***** Passage given *****
HARRISBURG, Pa., Sept. 18 /PRNewswire-USNewswire/ -- Pennsylvania policymakers are putting the final touches on a $27.945 billion budget deal. While the total spending is higher than we might have liked, for Pennsylvania's business community the budget is an acceptable compromise. Pennsylvania businesses have been fearful that high state spending would mean even higher state taxes on our job creators.

From a tax perspective, there is good news for the business community:

  • No Personal Income Tax (PIT) increase that applies also to businesses organized as sole proprietorships, partnerships, joint ventures, S-Corps, or LLCs.
  • No insurance premium tax.
  • No sales tax on business services such as accounting, legal, or information technology, as had been raised in negotiations.
  • No natural gas severance tax.
  • Increase of the Net Operating Loss (NOL) deduction limit from 12.5% to 15%.
  • Increase of the Sales Factor component of the Corporate Net Income Tax (CNI) apportionment from 70% to 85%.
  • Increase of the Capital Stock & Franchise Taxes (CSFT) to exemption $160,000.

The bad news for business is a temporary return to a 2.89 millage rate for the CSFT with a delayed phase-out over the next five years. This is a significant broad-based tax increase of $2 billion over five years, but efforts to enact a higher CSFT rate, as well as the other tax proposals would have been far worse for business.

Any state budget crafted to bring together all of the taxing and spending decisions for a Commonwealth of 12.5 million people with a myriad of interests is sure to invite disagreement and criticism. In this year's tough economic times, the stakes are higher and fuses are shorter. Facts, however, remain constant.

Spokespersons for organized labor-sponsored groups, including former Revenue Secretary and gubernatorial candidate Thomas Wolf, have attacked the increased NOL deduction and Sales Factor component of the CNI as a "special interest giveaway." But here are the facts:

  1. The CSFT rate hike will increase business taxes by $375 million in this fiscal year, growing to more than $600 million in coming years, for a total of more than $2 billion over five years. The pro-job tax changes will reduce businesses taxes by only $74 million this year and less than $95 million in future years. In other words, this net consequence of this "deal" provides the state far more in additional revenues than business will see as a benefit.
***** The data *****
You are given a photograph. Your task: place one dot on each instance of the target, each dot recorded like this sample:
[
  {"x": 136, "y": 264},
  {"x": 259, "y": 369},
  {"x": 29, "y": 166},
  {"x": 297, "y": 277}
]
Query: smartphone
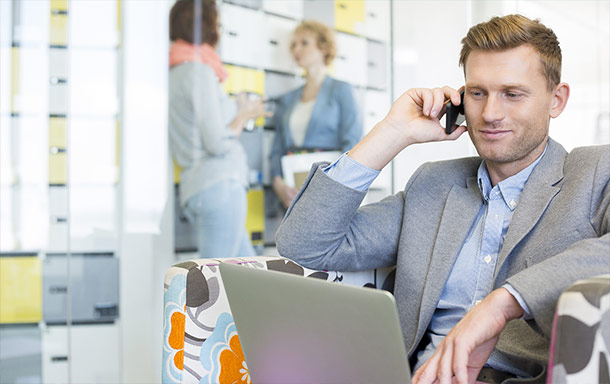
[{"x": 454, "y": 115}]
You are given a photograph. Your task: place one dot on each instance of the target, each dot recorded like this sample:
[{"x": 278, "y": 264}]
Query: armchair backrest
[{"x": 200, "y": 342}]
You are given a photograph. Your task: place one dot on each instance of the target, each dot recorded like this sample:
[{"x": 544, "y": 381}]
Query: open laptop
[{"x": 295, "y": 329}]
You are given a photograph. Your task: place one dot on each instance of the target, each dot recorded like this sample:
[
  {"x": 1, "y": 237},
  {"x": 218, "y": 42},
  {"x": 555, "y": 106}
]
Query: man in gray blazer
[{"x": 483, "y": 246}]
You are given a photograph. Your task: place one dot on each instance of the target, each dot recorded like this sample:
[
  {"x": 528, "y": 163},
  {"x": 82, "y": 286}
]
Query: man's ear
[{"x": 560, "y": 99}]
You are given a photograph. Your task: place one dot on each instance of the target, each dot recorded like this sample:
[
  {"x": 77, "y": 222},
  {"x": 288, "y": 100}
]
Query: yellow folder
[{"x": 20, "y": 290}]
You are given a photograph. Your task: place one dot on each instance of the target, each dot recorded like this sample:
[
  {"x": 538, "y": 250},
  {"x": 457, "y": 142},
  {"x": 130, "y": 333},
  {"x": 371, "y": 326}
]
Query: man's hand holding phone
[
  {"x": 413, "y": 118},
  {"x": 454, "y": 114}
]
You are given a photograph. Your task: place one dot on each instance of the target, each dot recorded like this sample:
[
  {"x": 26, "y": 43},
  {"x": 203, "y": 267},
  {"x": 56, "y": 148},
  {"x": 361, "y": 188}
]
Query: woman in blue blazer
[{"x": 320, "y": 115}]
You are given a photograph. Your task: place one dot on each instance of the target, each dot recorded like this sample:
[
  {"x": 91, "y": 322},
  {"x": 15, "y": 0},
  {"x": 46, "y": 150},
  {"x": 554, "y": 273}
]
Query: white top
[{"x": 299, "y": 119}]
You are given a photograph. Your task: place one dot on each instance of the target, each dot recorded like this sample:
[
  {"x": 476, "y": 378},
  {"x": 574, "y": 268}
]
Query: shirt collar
*****
▸ Exercise set:
a – From the records above, select and copy every line that contains the word "blazer", treating case as significant.
b – Continue the Pennsylvania budget piece from the point where it stops.

▸ Final answers:
a –
Query: man in gray blazer
Query: woman in blue blazer

b –
  2. Virtually every state in the nation and the IRS impose no limits whatsoever on the NOL deduction. All firms subject to the CNI - large and small - can and do use the NOL deduction. Cyclical commodity businesses and start-up firms experience huge losses. In the current economic times, losses for many firms are mounting and deductibility in coming years will be very important. In fact, that's why the Obama administration and Congressional leaders on both sides of the aisle have touted NOLs as an important tool to help companies recover from this recession.
  3. It is true that Sales Factor component of CNI apportionment benefits generally larger, publicly traded firms. These firms, however, pay the highest state income tax in the nation at 9.99%. Smaller businesses - like Mr. Wolf's - organized as sole proprietorships, partnerships, joint ventures, S-Corps, or LLCs pay only a 3.07% income tax -- one-third the rate of C-corps. Small businesses benefited by the defeat of Governor Rendell's proposed PIT hike to 3.57%. The important fact of the proposed Sales Factor change is that Pennsylvania's current law penalizes a C-corp that has assets and payroll in our state pays more tax than a firm with identical sales but has no facilities or employees in Pennsylvania. It's not logical and it's not fair to punish firms for having jobs in Pennsylvania. That's why it's a fact that more than a dozen states have completely eliminated the same penalty from their tax codes.

All Pennsylvanians should be working together to support a budget process that supports public functions at adequate and appropriate levels without stressing taxpayers - individuals and businesses - to a point where they leave the Commonwealth. Demonizing one another and ignoring the facts of competition are a singular public disservice.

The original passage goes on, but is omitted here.